PROBLEM STATEMENT - Reproduce the items word for word, from their start through the line containing "6 250 L 163", and leave out the pictures.

RECORDS PROVIDED -
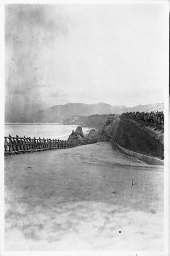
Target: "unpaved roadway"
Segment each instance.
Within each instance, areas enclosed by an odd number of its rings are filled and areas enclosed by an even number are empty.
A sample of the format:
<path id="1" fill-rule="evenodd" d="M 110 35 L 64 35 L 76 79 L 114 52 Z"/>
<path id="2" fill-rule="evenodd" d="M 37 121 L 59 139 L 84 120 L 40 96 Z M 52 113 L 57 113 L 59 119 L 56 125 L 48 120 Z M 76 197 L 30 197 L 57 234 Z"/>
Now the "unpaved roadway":
<path id="1" fill-rule="evenodd" d="M 6 250 L 163 250 L 163 166 L 110 142 L 5 163 Z"/>

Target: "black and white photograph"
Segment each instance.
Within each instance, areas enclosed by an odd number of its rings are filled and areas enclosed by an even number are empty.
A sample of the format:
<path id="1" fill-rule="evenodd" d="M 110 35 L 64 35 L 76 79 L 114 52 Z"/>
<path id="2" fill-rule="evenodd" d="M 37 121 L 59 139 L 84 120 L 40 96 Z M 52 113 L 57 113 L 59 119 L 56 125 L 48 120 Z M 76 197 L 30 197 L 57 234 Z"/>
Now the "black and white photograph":
<path id="1" fill-rule="evenodd" d="M 1 255 L 169 255 L 168 5 L 1 5 Z"/>

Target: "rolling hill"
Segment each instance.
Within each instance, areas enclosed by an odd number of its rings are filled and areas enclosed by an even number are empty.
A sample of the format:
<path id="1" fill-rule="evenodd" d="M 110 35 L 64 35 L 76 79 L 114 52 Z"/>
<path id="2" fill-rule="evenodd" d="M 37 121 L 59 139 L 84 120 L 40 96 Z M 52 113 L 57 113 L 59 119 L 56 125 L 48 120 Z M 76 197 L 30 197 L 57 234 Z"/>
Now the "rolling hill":
<path id="1" fill-rule="evenodd" d="M 68 103 L 57 105 L 44 109 L 45 105 L 26 105 L 19 108 L 6 110 L 6 122 L 62 123 L 72 116 L 87 116 L 92 115 L 121 114 L 127 112 L 146 112 L 163 110 L 163 103 L 138 105 L 133 108 L 111 105 L 101 102 L 96 104 Z"/>

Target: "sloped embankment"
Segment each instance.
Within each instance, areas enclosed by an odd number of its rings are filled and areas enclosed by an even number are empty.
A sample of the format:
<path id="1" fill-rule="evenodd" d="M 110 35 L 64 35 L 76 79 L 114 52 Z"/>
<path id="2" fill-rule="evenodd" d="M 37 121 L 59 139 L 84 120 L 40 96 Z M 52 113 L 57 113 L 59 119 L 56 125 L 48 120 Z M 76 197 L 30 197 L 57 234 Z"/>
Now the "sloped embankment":
<path id="1" fill-rule="evenodd" d="M 128 150 L 164 158 L 163 128 L 152 123 L 120 118 L 113 140 Z"/>

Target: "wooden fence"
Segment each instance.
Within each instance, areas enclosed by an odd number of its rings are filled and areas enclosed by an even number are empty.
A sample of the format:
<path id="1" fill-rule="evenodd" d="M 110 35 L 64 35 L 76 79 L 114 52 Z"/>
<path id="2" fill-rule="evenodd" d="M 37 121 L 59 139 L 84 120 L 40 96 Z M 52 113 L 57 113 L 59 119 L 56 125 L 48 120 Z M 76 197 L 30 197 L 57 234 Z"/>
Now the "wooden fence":
<path id="1" fill-rule="evenodd" d="M 5 155 L 19 154 L 31 152 L 44 151 L 45 150 L 59 150 L 68 148 L 80 145 L 94 143 L 97 140 L 86 139 L 86 140 L 78 140 L 68 141 L 66 140 L 51 139 L 33 139 L 25 136 L 23 137 L 5 137 L 4 154 Z"/>

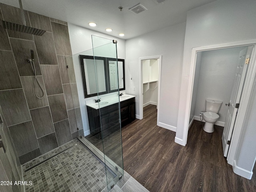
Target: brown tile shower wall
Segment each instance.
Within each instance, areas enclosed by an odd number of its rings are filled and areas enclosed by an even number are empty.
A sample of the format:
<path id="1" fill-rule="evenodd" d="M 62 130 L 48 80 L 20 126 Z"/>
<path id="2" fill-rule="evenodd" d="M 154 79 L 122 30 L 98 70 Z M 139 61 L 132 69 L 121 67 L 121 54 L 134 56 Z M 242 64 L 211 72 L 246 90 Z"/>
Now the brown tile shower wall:
<path id="1" fill-rule="evenodd" d="M 67 23 L 25 11 L 26 25 L 41 36 L 16 32 L 0 23 L 0 106 L 23 164 L 82 134 L 83 126 Z M 22 24 L 20 9 L 0 3 L 0 19 Z M 34 51 L 34 73 L 27 59 Z"/>

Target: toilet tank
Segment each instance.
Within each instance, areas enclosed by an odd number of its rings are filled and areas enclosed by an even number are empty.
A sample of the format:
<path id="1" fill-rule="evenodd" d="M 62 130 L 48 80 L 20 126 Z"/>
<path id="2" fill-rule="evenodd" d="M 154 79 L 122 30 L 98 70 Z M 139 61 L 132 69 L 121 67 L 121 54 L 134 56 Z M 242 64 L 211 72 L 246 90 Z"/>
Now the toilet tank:
<path id="1" fill-rule="evenodd" d="M 222 104 L 222 101 L 206 99 L 206 111 L 218 113 L 220 111 Z"/>

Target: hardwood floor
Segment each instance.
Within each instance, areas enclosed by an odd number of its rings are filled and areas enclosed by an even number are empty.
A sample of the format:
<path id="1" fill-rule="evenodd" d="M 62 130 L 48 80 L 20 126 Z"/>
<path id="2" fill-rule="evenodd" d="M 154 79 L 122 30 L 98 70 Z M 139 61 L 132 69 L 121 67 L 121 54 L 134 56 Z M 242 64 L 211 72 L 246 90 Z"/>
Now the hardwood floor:
<path id="1" fill-rule="evenodd" d="M 223 156 L 222 127 L 208 133 L 194 121 L 184 147 L 174 142 L 175 132 L 156 126 L 155 106 L 145 107 L 144 116 L 122 128 L 124 166 L 150 191 L 256 191 L 256 166 L 249 180 Z"/>

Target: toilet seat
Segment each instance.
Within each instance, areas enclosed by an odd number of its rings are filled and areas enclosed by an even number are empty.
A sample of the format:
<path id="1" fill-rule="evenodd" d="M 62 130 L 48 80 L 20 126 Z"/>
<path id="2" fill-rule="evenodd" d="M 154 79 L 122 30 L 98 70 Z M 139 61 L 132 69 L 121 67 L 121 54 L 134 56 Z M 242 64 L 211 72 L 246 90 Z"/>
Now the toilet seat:
<path id="1" fill-rule="evenodd" d="M 205 117 L 209 119 L 216 119 L 220 117 L 219 115 L 214 112 L 207 111 L 204 112 L 203 115 Z"/>

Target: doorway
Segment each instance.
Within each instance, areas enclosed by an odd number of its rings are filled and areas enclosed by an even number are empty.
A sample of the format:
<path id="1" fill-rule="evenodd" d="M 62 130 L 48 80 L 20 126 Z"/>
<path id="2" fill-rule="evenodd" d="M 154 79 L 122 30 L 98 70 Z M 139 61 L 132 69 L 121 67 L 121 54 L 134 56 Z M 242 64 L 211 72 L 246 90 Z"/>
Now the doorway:
<path id="1" fill-rule="evenodd" d="M 162 56 L 140 58 L 139 119 L 143 118 L 143 108 L 159 103 Z M 158 122 L 157 110 L 157 123 Z"/>
<path id="2" fill-rule="evenodd" d="M 192 49 L 192 58 L 191 60 L 191 67 L 190 68 L 190 75 L 188 77 L 188 100 L 185 104 L 186 110 L 184 119 L 184 132 L 182 139 L 176 136 L 175 138 L 175 142 L 185 146 L 187 143 L 188 131 L 189 122 L 189 116 L 191 106 L 192 93 L 193 90 L 193 84 L 195 69 L 196 56 L 198 52 L 210 50 L 220 49 L 242 46 L 253 46 L 252 56 L 250 64 L 248 69 L 248 72 L 244 85 L 243 92 L 241 96 L 239 110 L 236 117 L 236 122 L 234 127 L 232 140 L 230 142 L 230 150 L 227 157 L 227 160 L 229 164 L 233 165 L 234 160 L 236 152 L 238 147 L 238 142 L 240 135 L 241 133 L 244 120 L 246 117 L 246 112 L 248 106 L 250 98 L 252 93 L 252 88 L 254 84 L 254 80 L 256 74 L 256 50 L 255 49 L 256 40 L 249 40 L 242 42 L 229 43 L 225 44 L 215 45 L 213 46 L 205 46 L 194 48 Z M 180 121 L 182 117 L 181 116 L 178 121 Z"/>

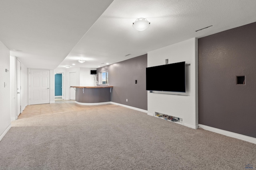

FINAL RESULT -
Target: "unpaved roadway"
Segment each instance.
Within each instance, areas enclosed by an odd number of its rings are filled and areas enclosed by an even number are empty.
A sample of the format:
<path id="1" fill-rule="evenodd" d="M 110 35 L 64 35 L 76 79 L 114 52 Z"/>
<path id="2" fill-rule="evenodd" d="M 37 121 L 59 139 L 84 120 L 40 96 Z M 52 113 L 57 113 L 59 119 L 56 125 L 48 120 Z M 76 197 L 30 197 L 57 234 Z"/>
Now the "unpaved roadway":
<path id="1" fill-rule="evenodd" d="M 6 250 L 163 250 L 163 166 L 110 142 L 5 163 Z"/>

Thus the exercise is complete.